>> BEGIN DATA LINES
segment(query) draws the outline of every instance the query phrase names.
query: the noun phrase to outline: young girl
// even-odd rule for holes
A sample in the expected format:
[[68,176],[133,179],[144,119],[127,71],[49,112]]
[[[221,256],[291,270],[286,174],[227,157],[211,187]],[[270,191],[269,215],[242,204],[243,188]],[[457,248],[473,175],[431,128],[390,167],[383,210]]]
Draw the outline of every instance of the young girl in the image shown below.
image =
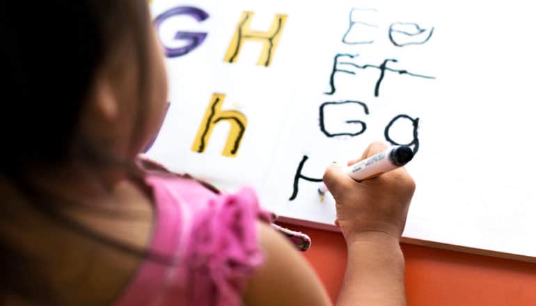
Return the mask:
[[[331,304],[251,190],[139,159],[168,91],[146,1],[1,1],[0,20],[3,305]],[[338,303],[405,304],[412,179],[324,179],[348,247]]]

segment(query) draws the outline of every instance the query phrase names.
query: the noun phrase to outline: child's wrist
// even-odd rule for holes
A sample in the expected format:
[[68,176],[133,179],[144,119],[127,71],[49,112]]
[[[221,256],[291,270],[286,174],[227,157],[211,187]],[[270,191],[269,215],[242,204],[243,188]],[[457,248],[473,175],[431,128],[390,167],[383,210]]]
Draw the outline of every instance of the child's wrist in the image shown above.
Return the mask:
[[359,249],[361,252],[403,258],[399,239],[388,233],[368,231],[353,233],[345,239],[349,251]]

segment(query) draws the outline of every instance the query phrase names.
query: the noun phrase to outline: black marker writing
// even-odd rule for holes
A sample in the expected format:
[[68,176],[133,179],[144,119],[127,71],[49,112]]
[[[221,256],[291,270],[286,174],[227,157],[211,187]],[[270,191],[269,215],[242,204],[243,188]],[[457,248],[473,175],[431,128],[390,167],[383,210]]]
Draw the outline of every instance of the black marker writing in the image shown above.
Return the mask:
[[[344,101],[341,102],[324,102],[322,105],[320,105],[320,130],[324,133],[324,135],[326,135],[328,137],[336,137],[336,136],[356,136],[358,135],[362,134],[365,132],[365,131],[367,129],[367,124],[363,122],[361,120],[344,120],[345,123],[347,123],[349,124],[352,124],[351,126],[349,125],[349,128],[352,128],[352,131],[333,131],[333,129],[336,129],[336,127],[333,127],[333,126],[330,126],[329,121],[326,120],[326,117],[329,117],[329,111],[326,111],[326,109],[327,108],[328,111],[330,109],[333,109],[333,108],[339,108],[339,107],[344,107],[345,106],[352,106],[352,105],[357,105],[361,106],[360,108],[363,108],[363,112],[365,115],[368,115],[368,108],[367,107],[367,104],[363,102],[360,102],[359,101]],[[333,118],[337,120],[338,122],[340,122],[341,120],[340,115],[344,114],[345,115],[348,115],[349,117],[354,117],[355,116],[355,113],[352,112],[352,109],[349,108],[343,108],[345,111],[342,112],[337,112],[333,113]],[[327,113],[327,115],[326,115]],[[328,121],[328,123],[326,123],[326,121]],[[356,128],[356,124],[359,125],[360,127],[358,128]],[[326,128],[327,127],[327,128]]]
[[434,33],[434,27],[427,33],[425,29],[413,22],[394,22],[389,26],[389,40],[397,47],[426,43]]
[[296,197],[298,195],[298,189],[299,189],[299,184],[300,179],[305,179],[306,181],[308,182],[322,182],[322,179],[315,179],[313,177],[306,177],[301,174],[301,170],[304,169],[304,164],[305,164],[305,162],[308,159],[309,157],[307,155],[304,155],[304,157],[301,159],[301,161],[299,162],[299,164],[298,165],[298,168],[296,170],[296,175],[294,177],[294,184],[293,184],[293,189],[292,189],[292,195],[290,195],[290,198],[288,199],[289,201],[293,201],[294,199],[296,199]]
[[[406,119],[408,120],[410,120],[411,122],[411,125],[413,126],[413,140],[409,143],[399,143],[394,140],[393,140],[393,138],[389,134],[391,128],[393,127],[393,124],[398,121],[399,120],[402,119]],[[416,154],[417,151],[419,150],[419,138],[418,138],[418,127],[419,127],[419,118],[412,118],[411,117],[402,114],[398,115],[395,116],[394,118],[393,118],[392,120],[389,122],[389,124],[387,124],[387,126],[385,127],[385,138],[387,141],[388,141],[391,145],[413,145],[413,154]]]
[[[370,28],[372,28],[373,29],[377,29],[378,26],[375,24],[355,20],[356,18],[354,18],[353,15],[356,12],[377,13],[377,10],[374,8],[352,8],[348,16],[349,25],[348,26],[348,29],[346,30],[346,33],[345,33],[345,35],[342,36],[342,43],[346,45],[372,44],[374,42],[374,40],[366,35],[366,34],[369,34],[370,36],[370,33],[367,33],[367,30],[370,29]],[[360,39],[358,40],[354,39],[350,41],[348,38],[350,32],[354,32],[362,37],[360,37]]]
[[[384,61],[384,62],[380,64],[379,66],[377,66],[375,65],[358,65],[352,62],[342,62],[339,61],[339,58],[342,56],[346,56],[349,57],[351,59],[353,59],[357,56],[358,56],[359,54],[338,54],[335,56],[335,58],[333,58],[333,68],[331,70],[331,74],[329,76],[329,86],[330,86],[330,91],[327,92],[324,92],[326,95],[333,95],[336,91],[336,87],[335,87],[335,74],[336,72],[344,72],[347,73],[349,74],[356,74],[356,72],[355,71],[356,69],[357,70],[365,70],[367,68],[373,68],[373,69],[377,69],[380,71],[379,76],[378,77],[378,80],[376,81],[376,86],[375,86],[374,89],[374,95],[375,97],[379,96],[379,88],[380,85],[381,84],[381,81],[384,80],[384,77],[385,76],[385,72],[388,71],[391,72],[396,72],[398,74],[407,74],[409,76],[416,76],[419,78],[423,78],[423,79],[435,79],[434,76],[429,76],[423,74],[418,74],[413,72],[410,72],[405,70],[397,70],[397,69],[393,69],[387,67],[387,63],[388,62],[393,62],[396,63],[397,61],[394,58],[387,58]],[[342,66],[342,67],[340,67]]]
>> END DATA LINES
>> BEGIN DATA LINES
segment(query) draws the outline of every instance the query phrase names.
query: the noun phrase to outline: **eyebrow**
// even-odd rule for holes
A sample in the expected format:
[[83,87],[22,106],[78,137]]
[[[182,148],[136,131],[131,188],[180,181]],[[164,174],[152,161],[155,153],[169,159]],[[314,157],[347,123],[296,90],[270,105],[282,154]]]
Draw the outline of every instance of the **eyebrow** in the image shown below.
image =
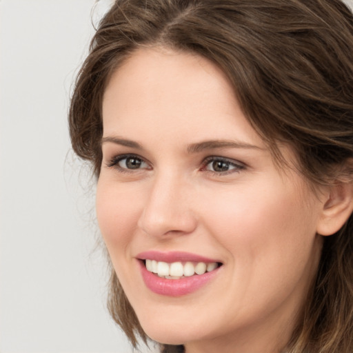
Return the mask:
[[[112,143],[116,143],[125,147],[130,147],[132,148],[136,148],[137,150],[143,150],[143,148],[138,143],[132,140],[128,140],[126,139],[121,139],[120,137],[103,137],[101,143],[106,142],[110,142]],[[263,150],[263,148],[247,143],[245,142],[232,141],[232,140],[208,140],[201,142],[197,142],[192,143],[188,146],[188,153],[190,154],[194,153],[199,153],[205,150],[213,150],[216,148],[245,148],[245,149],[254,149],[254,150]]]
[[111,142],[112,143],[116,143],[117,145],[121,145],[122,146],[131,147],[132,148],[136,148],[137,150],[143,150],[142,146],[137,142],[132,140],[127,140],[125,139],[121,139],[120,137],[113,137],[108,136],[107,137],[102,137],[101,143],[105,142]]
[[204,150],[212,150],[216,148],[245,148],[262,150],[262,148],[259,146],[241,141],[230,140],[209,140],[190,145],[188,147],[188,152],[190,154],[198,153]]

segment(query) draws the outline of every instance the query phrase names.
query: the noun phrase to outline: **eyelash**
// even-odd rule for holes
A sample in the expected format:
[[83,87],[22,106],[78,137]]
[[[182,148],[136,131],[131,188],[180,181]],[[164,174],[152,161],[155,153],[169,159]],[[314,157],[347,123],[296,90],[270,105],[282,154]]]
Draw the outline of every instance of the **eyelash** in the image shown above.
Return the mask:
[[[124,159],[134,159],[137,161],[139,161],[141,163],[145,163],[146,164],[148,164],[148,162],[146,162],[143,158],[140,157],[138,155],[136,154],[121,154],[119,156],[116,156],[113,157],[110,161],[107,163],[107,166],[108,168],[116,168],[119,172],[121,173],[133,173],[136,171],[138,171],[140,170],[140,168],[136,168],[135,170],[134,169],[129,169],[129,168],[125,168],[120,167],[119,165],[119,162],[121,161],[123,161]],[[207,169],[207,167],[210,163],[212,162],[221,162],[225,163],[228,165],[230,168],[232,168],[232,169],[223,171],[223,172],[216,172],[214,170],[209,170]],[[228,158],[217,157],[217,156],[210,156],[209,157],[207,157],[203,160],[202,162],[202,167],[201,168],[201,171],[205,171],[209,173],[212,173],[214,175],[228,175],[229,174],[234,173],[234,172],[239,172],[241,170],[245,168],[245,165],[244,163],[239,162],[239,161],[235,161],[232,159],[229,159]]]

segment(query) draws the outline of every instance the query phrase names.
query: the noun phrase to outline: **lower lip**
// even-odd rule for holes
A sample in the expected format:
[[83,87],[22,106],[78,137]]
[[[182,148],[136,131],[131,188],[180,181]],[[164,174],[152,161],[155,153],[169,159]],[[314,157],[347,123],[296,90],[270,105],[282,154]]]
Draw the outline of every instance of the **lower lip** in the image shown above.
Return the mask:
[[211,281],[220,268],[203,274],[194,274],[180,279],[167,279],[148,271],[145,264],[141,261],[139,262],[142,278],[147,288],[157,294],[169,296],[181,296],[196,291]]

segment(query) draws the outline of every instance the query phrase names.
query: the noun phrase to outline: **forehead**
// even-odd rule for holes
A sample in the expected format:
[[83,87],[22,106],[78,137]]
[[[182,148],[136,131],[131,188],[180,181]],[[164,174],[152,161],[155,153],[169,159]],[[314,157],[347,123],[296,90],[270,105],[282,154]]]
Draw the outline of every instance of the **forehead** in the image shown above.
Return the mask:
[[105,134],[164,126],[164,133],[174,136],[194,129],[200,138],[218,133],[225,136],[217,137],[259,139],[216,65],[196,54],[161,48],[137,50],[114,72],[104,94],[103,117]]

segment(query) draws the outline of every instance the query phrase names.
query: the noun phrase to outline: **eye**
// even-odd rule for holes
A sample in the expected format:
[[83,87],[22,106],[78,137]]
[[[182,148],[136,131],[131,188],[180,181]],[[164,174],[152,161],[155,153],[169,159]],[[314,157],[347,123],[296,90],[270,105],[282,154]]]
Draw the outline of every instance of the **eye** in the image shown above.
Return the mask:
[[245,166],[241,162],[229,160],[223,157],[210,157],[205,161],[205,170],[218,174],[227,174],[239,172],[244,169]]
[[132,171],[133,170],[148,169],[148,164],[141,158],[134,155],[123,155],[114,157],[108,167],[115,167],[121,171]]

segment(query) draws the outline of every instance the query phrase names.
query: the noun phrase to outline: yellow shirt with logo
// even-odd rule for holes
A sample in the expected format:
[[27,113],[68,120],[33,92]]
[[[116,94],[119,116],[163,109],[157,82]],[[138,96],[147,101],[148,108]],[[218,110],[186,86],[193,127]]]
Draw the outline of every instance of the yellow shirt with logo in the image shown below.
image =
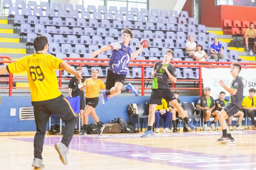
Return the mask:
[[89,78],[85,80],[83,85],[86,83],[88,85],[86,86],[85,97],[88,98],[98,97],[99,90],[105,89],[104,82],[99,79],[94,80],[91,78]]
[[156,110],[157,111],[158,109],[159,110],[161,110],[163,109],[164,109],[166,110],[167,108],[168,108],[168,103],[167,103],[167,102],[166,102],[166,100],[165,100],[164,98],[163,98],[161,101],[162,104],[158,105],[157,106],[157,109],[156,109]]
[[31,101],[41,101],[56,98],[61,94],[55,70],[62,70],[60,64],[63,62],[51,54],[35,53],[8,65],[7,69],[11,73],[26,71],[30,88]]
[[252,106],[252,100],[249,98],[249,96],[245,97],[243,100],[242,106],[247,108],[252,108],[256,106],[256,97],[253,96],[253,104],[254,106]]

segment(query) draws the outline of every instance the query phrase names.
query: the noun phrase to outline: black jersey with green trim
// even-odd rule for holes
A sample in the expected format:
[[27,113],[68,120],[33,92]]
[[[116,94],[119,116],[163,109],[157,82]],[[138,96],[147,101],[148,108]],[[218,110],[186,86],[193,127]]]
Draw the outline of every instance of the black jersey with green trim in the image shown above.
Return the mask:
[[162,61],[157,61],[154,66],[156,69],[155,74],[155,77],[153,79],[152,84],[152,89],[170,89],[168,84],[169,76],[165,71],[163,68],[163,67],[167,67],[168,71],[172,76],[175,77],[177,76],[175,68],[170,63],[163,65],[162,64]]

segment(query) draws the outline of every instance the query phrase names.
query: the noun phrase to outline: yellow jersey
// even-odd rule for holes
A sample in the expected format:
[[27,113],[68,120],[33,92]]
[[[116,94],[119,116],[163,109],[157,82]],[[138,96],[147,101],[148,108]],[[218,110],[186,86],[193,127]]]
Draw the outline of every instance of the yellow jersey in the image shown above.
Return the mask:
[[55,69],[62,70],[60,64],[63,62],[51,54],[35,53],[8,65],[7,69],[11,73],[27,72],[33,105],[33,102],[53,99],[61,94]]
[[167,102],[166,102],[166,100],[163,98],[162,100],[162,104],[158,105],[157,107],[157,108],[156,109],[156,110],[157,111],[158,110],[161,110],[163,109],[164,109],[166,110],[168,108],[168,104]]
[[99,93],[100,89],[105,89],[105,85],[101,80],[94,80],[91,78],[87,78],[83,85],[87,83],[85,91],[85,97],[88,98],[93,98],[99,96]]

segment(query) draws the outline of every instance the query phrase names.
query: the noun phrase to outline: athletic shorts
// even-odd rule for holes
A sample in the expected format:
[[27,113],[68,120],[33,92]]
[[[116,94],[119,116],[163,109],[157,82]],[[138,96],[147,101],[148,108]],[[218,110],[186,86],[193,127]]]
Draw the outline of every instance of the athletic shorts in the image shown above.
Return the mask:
>> END DATA LINES
TASK DETAILS: Pick out every line in the rows above that contains the word "wrist", and copy each one in full.

RESPONSE FOR THIS EXERCISE:
query: the noun phrase to outline: child's wrist
Draw the outline of every instance of the child's wrist in the image shown above.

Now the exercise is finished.